Text provided
My comments are that it (Caddis's re-write) was funny as hell. That article was written almost ten years ago and I did feel that way at the time. Obviously, I feel different now, but you know what--I don't have thin skin. If anyone's ever read my stuff, I pick on myself more than anyone else does. So, yeah...that article is out there, let 'er rip! If I was afraid of that stuff coming back to haunt me, I'd have had Steve pull it off the site a long time ago. It was what it was, and it is what it is.


----------



## Frogfish101 (Apr 5, 2007)

Real flyfisherman don't centerpin. 



bigfisherman said:


> No body said they aren't snagging but nothing is more effective for lining fish than a fly reel because you can precisly control the length of your drift repeating the same drift time and agian and provide the perfect presentation as described in that wonderfully written article so that you can repeated drift to the exact same spot to "trigger" them to aggressively strike your egg fly................ in other words setup properly position yourself to line the fish. ya I know you guys are the masters at getting these bitter kings in shallow water hooking 50-100 per day in the mouth while I drift the same areas with a center pin and real eggs and never hook those wonderful kings am only able to manage a steelhead or two. It isn't fly fishing that is snagging it is snagging that is snagging. I really enjoy fly fishing and do it more than most "fly fisherman" but if you aren't at least casting the line and not a weight you aren't fly fishing. If you are chucking big streamers for kings or swinging for them with spey flys and your hookups are typically in the single digits you are not snagging if you are getting 50 hookups per day consistantly on kings with a flyrod there is a good chance those are not biting fish.


----------



## Steve (Jan 15, 2000)

Rupej and others who have asked for serious advice on fly fishing for Salmon in our NW water I apoligize for what has happened on this thread. Good luck to you.


----------



## Chip (Jun 6, 2005)

#4 Chart. Marabou Muddler

#4 Big Ugly Purple and Cherise ESL


At night and during the low light hours, make sure you have lots of glow stuff tied in and flash it often. You will get fish that swallow the fly and are fair hooked if you put your time in. I like to fish away from other people, like previously mentioned. Sometimes I put scent on my flies, sometimes I put a wobble glo and a bead in front of a streamer to give it more action and a bigger profile. Good luck and post picts of your success when you get those "head shakers".

Set problem 1
Could you restate word for word the part of the fly fishing thread between "## Steve (Jan" and "(Jun 6, 2005)", inclusive?
The fly fishing thread and the rows have no connection to each other.

Data provided
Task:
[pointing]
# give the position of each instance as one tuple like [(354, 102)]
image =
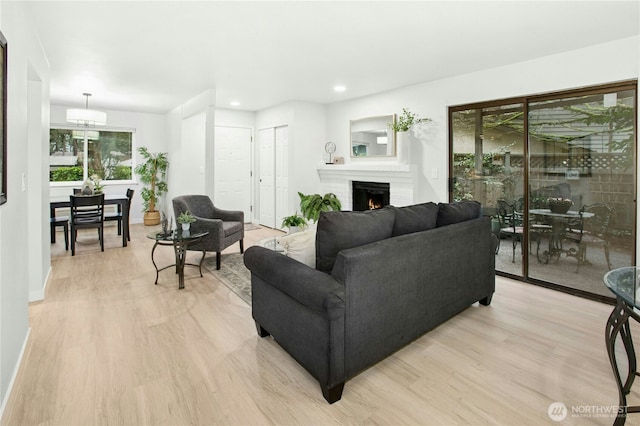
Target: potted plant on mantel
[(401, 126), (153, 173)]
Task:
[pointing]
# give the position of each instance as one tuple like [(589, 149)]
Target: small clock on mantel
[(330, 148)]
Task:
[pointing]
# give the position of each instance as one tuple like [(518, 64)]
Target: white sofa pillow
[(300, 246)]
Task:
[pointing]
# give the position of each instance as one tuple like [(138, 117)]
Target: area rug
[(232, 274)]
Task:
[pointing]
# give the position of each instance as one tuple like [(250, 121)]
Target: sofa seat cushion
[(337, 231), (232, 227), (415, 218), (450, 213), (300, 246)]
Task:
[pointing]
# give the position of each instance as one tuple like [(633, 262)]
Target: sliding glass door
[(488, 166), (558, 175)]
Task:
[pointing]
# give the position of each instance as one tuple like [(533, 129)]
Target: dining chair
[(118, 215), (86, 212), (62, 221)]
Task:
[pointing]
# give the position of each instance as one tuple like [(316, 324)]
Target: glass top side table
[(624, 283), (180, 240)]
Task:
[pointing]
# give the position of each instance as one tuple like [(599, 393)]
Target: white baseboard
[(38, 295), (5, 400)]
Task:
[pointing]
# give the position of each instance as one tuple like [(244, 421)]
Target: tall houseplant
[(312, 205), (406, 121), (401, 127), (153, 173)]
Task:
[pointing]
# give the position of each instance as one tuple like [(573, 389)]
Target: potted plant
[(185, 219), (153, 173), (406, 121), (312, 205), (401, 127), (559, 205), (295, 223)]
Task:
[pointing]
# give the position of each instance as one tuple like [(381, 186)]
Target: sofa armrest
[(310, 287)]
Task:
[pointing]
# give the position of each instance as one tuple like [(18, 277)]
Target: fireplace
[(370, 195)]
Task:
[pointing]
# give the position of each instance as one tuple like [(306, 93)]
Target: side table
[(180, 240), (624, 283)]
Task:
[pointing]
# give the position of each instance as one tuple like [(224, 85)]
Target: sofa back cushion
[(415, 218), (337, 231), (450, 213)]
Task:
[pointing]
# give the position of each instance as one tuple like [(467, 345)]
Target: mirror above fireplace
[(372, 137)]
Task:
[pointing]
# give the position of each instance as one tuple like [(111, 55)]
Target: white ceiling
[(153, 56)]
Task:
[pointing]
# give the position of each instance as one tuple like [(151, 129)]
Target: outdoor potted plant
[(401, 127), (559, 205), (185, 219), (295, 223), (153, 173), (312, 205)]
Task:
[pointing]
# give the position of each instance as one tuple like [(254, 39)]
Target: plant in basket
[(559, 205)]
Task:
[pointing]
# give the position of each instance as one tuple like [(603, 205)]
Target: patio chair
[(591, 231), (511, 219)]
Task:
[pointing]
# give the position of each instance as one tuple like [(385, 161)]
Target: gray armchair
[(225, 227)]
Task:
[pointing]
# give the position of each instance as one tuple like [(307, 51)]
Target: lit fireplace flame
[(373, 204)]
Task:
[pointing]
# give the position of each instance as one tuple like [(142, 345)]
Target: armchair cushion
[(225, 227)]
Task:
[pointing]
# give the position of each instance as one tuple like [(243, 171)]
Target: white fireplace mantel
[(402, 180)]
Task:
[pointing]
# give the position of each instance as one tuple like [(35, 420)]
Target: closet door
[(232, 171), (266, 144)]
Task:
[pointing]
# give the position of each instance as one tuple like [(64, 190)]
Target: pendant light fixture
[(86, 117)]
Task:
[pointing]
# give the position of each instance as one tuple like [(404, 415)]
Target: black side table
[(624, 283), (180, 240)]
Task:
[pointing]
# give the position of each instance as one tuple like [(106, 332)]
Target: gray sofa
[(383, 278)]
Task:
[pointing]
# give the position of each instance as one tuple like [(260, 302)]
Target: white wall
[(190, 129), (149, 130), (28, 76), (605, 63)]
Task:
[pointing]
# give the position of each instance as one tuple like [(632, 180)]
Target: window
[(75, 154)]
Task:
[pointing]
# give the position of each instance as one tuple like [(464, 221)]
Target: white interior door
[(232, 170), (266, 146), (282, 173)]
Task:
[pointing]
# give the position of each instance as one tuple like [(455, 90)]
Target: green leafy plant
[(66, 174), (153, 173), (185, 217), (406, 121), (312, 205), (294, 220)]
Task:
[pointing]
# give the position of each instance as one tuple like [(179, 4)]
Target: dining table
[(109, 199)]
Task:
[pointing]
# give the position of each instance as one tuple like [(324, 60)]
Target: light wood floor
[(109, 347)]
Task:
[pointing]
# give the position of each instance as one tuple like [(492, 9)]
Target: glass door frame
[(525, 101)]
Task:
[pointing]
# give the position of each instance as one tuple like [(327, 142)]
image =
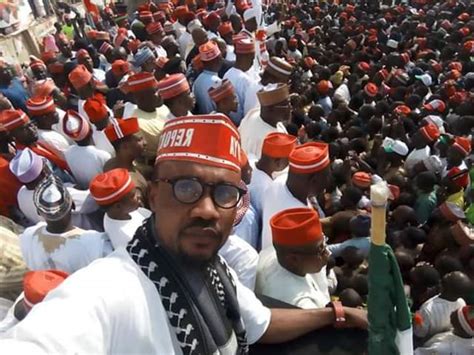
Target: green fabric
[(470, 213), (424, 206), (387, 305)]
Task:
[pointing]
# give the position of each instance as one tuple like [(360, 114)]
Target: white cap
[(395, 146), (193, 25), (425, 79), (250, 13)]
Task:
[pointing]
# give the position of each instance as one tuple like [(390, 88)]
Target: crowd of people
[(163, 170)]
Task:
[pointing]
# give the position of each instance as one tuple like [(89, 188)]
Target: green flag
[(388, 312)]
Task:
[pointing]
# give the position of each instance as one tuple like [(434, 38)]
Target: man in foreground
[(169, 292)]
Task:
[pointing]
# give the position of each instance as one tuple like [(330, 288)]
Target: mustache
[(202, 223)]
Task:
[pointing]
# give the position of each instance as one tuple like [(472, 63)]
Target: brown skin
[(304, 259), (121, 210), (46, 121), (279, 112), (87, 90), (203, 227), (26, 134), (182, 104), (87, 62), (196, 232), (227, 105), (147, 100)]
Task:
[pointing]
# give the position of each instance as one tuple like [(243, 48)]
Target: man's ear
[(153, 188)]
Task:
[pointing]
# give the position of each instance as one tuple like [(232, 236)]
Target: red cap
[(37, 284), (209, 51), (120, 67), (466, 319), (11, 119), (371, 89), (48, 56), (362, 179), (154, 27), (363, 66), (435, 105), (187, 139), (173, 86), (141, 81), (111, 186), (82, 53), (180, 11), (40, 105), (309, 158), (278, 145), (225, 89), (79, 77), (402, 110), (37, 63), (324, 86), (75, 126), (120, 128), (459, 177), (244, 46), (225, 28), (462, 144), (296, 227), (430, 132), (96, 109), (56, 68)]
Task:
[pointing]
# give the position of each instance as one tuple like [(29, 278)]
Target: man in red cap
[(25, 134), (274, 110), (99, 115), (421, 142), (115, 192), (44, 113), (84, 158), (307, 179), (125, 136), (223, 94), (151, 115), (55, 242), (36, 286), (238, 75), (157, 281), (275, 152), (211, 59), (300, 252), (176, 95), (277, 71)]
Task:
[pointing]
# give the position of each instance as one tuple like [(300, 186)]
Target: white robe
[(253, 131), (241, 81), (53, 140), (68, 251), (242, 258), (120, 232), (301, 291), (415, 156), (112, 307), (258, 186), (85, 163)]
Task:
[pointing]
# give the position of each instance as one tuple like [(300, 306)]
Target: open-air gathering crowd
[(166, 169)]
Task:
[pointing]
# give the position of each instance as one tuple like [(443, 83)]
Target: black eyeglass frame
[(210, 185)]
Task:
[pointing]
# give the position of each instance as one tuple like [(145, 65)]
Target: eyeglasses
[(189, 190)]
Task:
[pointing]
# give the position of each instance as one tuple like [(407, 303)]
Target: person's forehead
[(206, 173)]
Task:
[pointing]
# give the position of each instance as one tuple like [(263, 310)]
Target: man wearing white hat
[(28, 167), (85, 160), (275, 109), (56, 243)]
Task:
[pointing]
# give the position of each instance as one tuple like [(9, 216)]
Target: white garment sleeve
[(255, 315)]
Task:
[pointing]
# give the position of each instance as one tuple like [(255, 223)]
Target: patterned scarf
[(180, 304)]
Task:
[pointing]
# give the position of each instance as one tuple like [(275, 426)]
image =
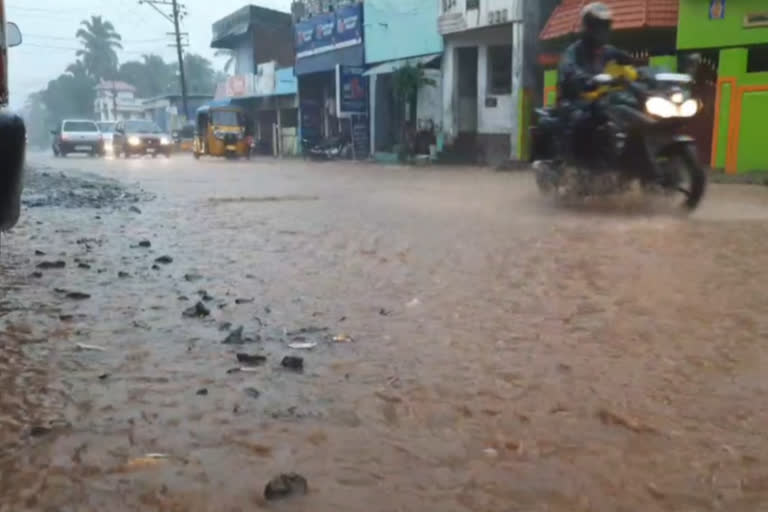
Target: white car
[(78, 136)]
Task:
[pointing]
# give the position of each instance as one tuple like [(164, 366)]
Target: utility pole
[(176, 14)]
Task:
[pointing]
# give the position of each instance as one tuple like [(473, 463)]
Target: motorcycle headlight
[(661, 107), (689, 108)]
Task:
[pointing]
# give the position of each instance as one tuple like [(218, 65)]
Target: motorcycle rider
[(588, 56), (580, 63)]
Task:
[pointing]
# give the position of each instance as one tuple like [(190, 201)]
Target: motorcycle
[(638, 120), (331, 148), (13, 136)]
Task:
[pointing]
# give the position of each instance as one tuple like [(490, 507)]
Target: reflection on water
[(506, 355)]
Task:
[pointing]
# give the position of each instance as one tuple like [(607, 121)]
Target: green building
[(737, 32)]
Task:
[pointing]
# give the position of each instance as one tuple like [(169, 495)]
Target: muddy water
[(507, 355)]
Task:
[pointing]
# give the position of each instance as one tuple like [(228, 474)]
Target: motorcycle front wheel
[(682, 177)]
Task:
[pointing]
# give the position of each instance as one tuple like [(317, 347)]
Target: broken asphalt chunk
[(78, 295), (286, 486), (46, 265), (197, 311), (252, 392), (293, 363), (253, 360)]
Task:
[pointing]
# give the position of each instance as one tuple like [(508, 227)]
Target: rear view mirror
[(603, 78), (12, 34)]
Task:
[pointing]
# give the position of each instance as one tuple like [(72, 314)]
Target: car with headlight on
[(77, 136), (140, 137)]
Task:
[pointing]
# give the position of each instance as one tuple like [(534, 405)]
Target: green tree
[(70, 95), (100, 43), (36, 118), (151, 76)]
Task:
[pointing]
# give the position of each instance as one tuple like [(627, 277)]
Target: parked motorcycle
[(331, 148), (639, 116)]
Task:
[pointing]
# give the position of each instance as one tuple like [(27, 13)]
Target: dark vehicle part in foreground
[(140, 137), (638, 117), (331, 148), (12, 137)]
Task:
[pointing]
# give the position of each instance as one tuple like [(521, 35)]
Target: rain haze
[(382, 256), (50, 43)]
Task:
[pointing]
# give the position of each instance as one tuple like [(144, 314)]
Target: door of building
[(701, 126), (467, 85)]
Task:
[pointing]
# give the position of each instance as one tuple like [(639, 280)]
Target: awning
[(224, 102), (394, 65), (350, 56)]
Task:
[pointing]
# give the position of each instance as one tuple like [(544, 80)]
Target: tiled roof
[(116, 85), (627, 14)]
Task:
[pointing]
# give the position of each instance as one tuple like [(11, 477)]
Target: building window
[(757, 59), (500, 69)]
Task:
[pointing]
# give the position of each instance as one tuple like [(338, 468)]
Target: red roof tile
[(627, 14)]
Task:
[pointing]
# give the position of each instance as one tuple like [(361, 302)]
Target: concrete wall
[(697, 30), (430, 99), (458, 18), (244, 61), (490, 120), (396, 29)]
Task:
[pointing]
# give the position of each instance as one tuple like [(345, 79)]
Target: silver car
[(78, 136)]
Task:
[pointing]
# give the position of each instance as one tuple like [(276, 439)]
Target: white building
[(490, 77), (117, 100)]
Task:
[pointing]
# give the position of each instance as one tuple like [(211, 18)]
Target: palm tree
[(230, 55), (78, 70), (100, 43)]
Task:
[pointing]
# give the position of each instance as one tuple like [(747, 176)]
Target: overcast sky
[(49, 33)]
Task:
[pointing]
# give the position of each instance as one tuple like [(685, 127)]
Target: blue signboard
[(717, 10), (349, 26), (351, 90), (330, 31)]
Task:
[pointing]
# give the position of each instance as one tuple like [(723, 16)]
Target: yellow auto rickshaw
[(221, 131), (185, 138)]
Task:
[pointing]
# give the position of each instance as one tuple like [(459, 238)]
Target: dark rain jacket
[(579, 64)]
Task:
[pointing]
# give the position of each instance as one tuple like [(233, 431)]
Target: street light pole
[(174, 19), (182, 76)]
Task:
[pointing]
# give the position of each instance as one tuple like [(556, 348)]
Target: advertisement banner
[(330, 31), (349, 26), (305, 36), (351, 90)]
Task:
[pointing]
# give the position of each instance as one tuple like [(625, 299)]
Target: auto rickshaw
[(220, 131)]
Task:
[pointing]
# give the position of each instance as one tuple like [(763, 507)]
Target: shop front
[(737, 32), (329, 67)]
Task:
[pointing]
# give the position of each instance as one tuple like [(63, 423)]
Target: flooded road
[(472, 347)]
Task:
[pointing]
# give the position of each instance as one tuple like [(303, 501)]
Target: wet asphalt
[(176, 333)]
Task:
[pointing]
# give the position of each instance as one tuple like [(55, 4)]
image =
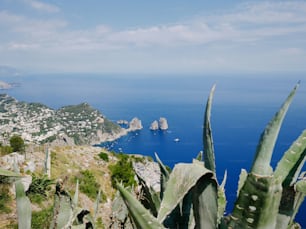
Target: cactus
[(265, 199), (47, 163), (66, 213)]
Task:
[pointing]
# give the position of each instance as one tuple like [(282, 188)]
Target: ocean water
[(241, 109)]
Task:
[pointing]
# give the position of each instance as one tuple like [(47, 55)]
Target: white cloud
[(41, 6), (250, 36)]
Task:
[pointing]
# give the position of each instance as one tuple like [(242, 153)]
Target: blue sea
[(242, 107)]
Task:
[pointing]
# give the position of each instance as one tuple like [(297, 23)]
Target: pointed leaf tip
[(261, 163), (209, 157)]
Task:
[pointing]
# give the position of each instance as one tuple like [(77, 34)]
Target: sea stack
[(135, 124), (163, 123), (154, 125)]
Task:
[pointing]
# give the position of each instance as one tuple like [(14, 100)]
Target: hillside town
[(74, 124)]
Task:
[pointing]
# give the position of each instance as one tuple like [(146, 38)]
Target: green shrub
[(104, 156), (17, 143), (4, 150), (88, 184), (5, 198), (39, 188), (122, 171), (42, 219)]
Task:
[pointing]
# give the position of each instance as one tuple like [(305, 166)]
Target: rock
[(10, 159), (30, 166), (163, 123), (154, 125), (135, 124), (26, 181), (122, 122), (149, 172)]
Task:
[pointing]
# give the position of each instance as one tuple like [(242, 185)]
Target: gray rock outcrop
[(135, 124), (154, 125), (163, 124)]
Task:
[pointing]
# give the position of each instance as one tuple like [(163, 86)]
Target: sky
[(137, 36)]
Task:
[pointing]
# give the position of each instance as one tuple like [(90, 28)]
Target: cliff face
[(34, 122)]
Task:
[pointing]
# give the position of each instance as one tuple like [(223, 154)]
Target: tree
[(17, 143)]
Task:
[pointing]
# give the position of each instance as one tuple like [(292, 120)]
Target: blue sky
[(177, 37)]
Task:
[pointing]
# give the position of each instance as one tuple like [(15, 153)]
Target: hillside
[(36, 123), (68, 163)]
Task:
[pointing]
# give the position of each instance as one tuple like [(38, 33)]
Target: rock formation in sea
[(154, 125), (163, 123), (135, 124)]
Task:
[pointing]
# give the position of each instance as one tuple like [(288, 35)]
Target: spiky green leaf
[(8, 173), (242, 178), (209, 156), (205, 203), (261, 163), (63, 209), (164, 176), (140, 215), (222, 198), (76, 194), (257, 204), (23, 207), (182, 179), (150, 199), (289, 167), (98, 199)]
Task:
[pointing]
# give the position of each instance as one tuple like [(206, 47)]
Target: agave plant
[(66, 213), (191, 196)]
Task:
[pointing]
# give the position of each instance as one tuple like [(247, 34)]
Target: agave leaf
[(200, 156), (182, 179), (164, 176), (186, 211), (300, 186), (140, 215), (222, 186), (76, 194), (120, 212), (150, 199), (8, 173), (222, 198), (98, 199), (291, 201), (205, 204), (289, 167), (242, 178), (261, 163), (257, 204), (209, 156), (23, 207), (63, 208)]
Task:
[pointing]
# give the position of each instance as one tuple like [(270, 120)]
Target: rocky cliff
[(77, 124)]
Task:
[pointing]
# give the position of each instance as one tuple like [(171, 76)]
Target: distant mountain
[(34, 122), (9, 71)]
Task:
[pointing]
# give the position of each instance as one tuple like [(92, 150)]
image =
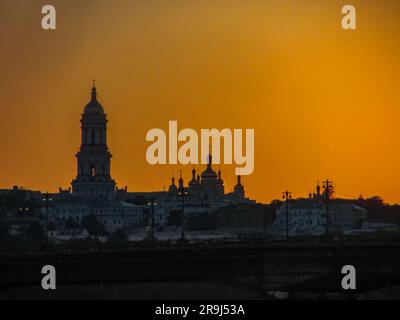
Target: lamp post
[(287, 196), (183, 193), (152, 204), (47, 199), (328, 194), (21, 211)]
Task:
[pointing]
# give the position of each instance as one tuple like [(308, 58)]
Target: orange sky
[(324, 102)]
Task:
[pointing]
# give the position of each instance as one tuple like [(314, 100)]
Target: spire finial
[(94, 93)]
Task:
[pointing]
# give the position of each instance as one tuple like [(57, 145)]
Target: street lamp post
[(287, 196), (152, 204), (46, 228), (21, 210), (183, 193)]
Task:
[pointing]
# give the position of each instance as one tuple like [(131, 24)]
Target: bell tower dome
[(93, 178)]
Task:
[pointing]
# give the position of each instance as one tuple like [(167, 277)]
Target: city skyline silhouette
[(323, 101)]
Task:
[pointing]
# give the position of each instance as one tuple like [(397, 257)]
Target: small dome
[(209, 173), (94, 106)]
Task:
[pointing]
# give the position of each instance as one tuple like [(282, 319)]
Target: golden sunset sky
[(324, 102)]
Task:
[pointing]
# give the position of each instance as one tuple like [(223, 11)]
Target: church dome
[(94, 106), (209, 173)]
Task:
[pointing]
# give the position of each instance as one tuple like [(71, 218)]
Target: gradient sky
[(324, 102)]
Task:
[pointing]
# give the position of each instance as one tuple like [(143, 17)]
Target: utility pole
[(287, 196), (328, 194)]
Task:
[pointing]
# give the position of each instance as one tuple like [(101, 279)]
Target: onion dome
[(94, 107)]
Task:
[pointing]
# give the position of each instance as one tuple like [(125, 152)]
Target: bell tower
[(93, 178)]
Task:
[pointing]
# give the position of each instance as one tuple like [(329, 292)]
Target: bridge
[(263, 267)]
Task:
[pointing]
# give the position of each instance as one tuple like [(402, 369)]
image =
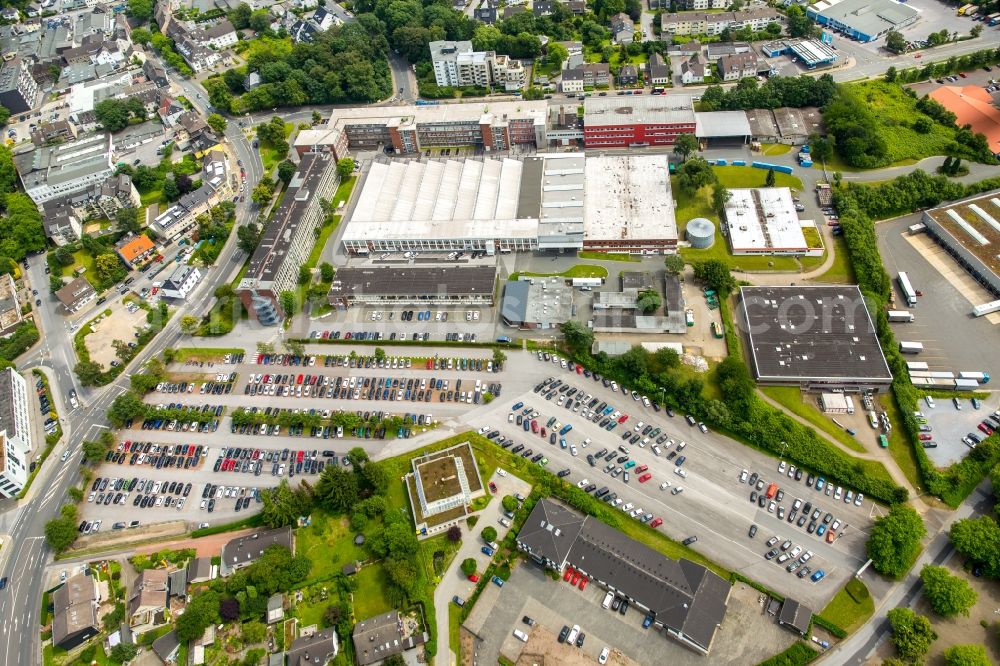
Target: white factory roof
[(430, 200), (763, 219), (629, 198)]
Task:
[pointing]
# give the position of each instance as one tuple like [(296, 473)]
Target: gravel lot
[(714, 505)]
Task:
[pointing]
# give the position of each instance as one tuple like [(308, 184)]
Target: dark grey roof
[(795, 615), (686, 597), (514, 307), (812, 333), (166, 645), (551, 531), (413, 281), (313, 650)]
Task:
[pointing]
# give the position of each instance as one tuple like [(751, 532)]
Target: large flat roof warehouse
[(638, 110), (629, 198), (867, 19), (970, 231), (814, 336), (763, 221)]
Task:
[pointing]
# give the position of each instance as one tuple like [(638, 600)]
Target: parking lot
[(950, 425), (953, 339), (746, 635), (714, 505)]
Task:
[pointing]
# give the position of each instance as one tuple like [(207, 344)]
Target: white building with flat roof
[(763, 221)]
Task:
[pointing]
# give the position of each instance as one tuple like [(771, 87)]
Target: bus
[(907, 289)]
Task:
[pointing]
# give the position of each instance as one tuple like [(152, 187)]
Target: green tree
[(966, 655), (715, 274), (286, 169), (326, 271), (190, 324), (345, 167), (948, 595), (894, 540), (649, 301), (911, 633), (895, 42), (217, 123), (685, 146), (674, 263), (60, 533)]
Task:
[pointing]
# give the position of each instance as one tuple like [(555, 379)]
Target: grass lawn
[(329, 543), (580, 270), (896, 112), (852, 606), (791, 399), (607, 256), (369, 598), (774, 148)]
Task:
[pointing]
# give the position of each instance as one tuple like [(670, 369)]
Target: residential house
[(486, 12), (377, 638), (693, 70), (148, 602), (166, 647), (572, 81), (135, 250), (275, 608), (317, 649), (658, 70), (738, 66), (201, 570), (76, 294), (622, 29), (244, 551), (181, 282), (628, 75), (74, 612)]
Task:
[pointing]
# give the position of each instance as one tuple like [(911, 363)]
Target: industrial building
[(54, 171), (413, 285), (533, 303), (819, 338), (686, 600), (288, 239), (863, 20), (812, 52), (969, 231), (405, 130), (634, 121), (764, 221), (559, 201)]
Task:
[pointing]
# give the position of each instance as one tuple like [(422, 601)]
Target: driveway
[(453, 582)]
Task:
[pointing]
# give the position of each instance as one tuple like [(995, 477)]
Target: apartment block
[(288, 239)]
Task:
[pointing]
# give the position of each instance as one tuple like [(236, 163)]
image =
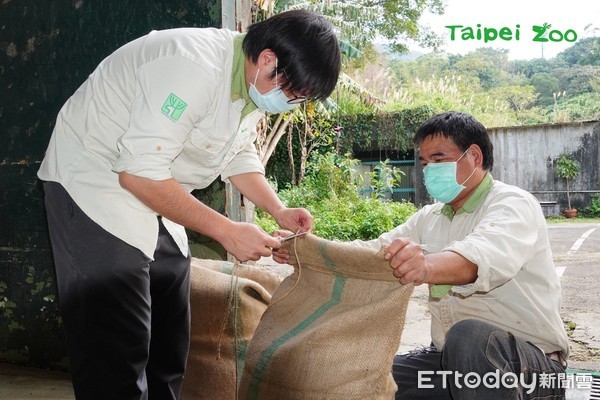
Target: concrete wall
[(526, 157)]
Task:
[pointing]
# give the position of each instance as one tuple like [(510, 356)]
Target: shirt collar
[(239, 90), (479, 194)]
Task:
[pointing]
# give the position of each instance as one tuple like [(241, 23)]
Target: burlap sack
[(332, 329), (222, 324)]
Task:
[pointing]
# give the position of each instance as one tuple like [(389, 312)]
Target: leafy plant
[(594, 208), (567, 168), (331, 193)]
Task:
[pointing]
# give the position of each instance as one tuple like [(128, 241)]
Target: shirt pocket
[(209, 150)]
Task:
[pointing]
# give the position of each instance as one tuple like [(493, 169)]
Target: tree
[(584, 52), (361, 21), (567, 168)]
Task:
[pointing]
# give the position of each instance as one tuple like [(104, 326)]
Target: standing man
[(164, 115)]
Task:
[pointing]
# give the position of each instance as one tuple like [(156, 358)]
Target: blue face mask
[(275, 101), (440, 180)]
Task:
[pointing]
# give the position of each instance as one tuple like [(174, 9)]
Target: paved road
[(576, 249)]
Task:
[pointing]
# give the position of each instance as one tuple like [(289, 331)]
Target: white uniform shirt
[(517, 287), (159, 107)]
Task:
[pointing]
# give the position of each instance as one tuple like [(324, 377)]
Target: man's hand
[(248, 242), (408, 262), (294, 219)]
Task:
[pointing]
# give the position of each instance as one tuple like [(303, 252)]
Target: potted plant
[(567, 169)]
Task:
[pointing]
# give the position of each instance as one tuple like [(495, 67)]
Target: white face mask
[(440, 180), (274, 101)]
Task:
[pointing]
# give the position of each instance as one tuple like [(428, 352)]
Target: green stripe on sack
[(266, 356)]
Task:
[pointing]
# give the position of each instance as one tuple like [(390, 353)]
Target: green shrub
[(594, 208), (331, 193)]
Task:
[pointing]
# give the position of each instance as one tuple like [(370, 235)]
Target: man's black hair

Set problem 2
Can you rewrite the rows between the start of the rows and the line holding "[(401, 126), (153, 173)]", inclusive, swapping "mantel" for "shelf" and keeping everything else unchanged? Leave the pictures out of your answer.

Exercise response 1
## Steve (Jan 15, 2000)

Rupej and others who have asked for serious advice on fly fishing for Salmon in our NW water I apoligize for what has happened on this thread. Good luck to you.


----------



## Chip (Jun 6, 2005)

Exercise response 2
Task:
[pointing]
# give the position of each instance as one tuple like [(354, 102)]
image =
Target: potted plant on shelf
[(401, 126), (153, 173)]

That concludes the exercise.